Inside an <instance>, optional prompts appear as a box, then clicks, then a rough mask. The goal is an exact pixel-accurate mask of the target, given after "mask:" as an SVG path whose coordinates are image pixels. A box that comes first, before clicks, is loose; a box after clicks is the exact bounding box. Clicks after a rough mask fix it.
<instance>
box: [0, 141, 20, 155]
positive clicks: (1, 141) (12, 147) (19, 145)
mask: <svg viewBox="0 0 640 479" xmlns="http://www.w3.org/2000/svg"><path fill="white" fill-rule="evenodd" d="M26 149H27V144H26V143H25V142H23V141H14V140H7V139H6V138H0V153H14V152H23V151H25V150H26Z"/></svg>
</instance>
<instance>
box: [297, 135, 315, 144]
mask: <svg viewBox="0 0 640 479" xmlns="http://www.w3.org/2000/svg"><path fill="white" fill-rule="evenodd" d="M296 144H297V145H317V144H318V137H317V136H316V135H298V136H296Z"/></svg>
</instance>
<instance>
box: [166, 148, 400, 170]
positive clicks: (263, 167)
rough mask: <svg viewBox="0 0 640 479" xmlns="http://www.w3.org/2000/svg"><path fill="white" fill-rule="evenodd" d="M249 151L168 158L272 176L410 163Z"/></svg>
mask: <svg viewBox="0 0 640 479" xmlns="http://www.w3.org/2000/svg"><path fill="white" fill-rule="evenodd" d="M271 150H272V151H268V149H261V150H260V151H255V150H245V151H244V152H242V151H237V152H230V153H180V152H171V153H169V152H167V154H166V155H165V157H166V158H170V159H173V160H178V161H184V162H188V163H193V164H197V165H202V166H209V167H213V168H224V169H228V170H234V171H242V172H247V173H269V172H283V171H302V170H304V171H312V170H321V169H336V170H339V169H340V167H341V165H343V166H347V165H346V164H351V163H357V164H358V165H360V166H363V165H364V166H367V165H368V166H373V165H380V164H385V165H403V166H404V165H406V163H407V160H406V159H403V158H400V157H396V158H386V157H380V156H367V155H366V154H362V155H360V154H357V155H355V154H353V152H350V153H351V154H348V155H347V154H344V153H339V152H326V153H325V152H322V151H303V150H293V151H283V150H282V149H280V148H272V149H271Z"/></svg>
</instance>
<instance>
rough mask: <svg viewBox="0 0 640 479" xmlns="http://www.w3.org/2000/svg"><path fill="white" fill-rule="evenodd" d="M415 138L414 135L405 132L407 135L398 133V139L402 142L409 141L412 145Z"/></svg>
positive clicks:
═══
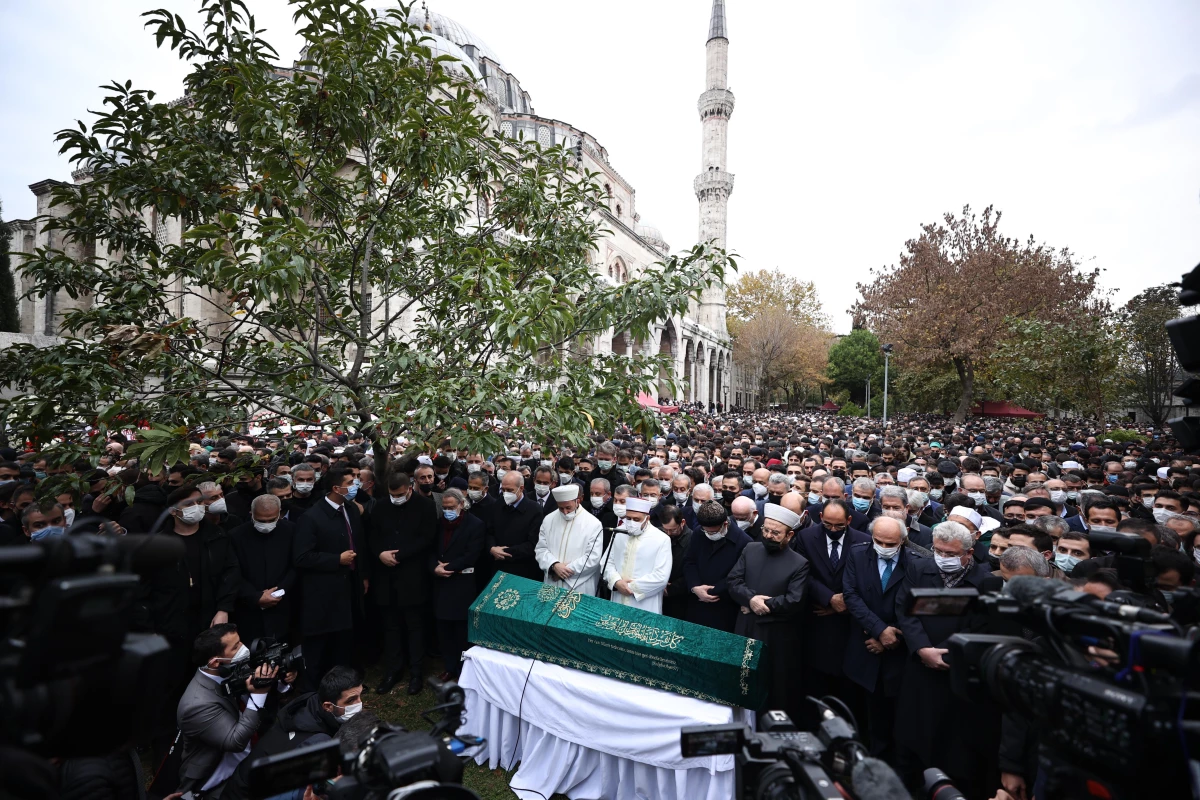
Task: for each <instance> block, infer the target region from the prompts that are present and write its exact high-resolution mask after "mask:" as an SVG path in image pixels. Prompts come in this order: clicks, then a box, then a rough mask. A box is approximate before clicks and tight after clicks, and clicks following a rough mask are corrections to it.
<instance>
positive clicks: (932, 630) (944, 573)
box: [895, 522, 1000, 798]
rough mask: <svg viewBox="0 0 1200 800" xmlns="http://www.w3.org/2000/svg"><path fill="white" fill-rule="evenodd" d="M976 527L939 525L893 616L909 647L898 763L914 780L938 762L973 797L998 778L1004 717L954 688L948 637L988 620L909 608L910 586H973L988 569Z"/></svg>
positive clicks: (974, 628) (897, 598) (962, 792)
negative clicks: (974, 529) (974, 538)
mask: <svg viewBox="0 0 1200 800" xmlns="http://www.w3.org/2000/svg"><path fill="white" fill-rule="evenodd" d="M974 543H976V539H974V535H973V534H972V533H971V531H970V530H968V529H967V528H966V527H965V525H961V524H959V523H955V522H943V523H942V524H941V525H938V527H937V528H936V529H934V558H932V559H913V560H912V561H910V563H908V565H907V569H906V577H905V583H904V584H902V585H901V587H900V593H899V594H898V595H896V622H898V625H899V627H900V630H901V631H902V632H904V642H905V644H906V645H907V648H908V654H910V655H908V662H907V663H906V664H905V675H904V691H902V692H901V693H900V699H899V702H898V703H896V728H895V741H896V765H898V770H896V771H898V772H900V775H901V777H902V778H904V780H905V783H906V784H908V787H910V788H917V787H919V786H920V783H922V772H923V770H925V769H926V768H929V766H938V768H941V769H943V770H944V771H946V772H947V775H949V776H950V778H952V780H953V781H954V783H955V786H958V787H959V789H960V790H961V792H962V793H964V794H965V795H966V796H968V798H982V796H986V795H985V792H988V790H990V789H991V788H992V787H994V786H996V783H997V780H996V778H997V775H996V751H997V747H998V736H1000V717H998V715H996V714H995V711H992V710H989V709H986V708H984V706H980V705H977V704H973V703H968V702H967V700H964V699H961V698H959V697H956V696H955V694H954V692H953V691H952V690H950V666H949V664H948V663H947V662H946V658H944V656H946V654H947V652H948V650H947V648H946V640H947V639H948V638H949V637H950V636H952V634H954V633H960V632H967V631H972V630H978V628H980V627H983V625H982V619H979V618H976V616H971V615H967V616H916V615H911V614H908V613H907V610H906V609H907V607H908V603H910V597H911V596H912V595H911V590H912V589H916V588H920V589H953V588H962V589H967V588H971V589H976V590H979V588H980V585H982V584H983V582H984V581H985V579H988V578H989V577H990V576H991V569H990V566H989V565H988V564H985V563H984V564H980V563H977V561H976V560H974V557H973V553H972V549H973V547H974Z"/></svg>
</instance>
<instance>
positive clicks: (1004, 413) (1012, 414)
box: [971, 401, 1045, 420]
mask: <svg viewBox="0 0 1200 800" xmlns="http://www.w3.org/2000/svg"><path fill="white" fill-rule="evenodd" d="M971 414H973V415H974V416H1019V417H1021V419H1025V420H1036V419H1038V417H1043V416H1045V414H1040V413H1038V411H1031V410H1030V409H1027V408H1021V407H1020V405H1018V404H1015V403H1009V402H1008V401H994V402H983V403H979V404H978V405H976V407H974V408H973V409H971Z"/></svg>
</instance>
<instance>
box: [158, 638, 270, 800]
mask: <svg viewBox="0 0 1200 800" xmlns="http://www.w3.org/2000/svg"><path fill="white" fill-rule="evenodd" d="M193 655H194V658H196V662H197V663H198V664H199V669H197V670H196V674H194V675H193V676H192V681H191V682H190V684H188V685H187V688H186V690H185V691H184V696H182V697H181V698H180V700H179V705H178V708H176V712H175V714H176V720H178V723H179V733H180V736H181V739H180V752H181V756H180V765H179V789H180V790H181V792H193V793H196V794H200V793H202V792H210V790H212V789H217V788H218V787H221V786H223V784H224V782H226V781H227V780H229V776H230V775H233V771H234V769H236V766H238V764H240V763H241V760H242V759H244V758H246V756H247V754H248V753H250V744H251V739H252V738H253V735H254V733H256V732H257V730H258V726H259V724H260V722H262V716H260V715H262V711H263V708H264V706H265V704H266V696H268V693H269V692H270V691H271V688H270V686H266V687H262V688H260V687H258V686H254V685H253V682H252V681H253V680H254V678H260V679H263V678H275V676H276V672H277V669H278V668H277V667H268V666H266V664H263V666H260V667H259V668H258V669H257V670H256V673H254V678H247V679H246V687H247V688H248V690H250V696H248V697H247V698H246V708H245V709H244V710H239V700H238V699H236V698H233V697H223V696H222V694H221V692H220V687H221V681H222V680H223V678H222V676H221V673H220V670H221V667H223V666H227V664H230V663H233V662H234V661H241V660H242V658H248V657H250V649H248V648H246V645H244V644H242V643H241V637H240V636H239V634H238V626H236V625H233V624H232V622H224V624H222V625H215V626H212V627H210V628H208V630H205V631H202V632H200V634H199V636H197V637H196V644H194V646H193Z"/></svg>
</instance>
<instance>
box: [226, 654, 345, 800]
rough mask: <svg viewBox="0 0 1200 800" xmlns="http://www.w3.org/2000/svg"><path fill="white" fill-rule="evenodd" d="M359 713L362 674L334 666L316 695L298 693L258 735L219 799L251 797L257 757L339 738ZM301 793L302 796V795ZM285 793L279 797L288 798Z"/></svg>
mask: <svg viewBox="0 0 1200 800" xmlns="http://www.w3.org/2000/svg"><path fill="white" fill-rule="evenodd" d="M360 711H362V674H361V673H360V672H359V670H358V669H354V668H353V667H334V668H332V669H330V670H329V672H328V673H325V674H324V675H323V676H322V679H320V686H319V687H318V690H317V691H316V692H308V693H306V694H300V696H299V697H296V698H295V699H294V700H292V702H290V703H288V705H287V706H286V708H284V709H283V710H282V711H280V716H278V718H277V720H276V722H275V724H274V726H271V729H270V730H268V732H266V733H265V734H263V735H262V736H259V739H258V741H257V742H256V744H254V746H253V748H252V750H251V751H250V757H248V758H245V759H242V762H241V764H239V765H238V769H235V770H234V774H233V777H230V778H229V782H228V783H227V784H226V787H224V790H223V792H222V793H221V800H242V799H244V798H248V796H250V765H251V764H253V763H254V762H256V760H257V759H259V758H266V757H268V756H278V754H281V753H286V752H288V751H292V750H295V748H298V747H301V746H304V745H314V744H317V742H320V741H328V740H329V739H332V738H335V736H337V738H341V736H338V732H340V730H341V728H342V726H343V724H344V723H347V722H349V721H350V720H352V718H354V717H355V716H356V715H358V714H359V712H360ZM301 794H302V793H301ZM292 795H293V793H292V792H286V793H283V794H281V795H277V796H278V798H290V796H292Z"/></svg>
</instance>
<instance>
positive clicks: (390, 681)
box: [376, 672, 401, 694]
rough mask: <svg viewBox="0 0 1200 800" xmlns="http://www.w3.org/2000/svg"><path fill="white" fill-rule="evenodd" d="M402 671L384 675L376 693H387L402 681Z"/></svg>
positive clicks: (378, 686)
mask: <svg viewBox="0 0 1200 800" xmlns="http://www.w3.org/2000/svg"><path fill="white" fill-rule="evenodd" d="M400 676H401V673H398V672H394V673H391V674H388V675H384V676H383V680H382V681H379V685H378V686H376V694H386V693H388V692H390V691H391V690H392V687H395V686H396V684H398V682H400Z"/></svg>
═══
■ Assignment: Copy out every line above that contains the string "after", matching case exactly.

■ Response:
Inside an <instance>, optional prompts appear as a box, then clicks, then a rough mask. The goal is an exact pixel-accurate mask of the target, given after "mask:" as an SVG path whose coordinates are image pixels. A box that comes first, before clicks, is loose; a box after clicks is the exact bounding box. Clicks after a rough mask fix it.
Task: for each <instance> block, infer the target region from the prompts that are present and write its exact high-resolution mask after "mask:" as an SVG path in image pixels. Prompts come in this order: clicks, then a box, then a rough mask. A box is approximate before clicks and tight after clicks, and clicks following a rough mask are corrections to it.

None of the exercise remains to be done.